Selection
■ ■ ■

I have alot of experience w/ the PRO arm, and very little but some w/ the G70. I cannot say enough good things about the PRO arm.

Yes, a tough choice. They say a greater boom range w/ the G70 but I did not notice this. Performance is close to neck and neck.

Job you mentioned being able to do light work. This is where the PRO arm is better. You can set for a lighter load by removing 2 spring canisters, and just flying 2. This process takes about 15 seconds to remove 2 spring canisters. And now the arm is even lighter than the G70.

If carrying a heavy load the G70 will save a couple of pounds on your body as it is a lighter arm.

Yes the G70 can be set to very light tension, but you are standing there forever twisting and twisting and twisting that little knob.

The G70 does come apart quite easily I believe, but the PRO arm is extremely easy to take apart and clean. Once the spring canisters are removed you can literally run water over the entire arm chasis to clean it.

And you can't underestimate the genius of the spring canisters. Don't skimp on the canisters, buy 4 blue and 4 black. If a spring fails, highly unlikely, you can easily manage with the rest of the others. Great for maintenance (hardly ever, if at all) since with 4 Blue and 4 Black you pretty much have 2 full sets.

■ ■ ■

Collected data:
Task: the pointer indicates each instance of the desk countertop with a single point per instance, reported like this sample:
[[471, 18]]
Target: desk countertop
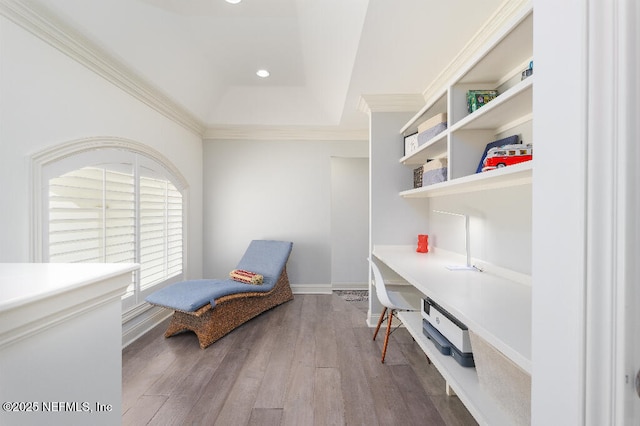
[[496, 308]]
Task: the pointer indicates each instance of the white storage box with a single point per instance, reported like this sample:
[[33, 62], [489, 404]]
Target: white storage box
[[504, 380], [455, 332]]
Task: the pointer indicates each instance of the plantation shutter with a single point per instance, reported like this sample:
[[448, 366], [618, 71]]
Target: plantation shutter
[[160, 231], [92, 217], [115, 214]]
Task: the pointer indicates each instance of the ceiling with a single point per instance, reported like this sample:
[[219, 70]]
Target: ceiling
[[322, 54]]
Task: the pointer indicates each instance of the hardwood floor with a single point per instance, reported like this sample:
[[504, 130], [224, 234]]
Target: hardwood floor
[[310, 361]]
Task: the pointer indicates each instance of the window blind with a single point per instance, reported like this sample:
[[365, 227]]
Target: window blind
[[112, 214]]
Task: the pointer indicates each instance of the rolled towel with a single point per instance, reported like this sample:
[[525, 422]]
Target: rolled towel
[[246, 276]]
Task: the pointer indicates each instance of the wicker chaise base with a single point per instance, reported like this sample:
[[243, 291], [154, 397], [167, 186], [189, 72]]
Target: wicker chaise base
[[211, 323]]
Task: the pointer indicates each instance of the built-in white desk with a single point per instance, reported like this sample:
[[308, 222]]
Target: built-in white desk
[[495, 307], [60, 342]]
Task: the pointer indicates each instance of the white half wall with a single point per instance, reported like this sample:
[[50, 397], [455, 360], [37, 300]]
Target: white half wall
[[271, 190]]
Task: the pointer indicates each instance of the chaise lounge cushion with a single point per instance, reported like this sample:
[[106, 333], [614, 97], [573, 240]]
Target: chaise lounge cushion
[[265, 257]]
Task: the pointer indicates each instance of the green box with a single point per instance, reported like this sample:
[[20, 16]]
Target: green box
[[479, 98]]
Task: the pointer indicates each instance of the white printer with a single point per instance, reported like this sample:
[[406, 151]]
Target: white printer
[[450, 336]]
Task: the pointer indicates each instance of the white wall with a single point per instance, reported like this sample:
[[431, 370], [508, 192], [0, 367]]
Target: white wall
[[271, 190], [349, 222], [47, 98], [559, 218], [499, 224]]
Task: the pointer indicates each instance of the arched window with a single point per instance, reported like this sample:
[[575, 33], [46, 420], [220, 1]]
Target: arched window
[[114, 201]]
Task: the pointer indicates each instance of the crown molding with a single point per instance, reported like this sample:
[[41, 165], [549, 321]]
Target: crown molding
[[509, 10], [42, 24], [390, 103], [286, 133]]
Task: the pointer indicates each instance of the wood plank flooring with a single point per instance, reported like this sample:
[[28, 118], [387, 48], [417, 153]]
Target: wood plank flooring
[[310, 361]]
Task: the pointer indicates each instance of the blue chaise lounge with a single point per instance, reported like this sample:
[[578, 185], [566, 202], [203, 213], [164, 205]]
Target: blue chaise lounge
[[213, 308]]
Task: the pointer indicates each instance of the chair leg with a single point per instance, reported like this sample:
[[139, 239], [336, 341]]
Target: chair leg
[[386, 337], [384, 311]]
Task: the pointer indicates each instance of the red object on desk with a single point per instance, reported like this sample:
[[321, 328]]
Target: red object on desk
[[423, 243]]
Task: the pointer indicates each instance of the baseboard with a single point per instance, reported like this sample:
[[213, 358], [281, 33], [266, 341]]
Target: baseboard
[[349, 286], [138, 321], [311, 288]]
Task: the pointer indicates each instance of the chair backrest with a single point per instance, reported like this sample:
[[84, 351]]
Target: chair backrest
[[381, 290]]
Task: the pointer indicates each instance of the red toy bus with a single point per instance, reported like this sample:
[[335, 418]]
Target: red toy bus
[[507, 155]]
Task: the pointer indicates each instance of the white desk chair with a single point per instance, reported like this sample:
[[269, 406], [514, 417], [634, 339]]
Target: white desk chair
[[392, 301]]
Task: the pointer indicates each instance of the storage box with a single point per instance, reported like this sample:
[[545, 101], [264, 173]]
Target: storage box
[[428, 129], [479, 98], [450, 327], [434, 171], [410, 143], [503, 379]]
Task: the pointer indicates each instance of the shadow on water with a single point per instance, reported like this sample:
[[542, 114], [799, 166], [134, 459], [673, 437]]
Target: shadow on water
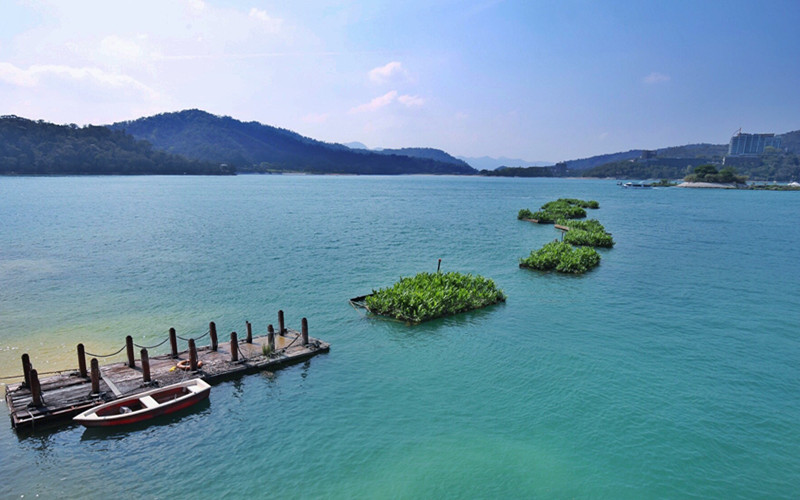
[[102, 433]]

■ ■ ■

Given request
Please restate the arm comparison word for word, from "Job you mentioned" up to and including "to clean it.". Work from the arm comparison alone.

Output of the exercise
Job you mentioned being able to do light work. This is where the PRO arm is better. You can set for a lighter load by removing 2 spring canisters, and just flying 2. This process takes about 15 seconds to remove 2 spring canisters. And now the arm is even lighter than the G70.

If carrying a heavy load the G70 will save a couple of pounds on your body as it is a lighter arm.

Yes the G70 can be set to very light tension, but you are standing there forever twisting and twisting and twisting that little knob.

The G70 does come apart quite easily I believe, but the PRO arm is extremely easy to take apart and clean. Once the spring canisters are removed you can literally run water over the entire arm chasis to clean it.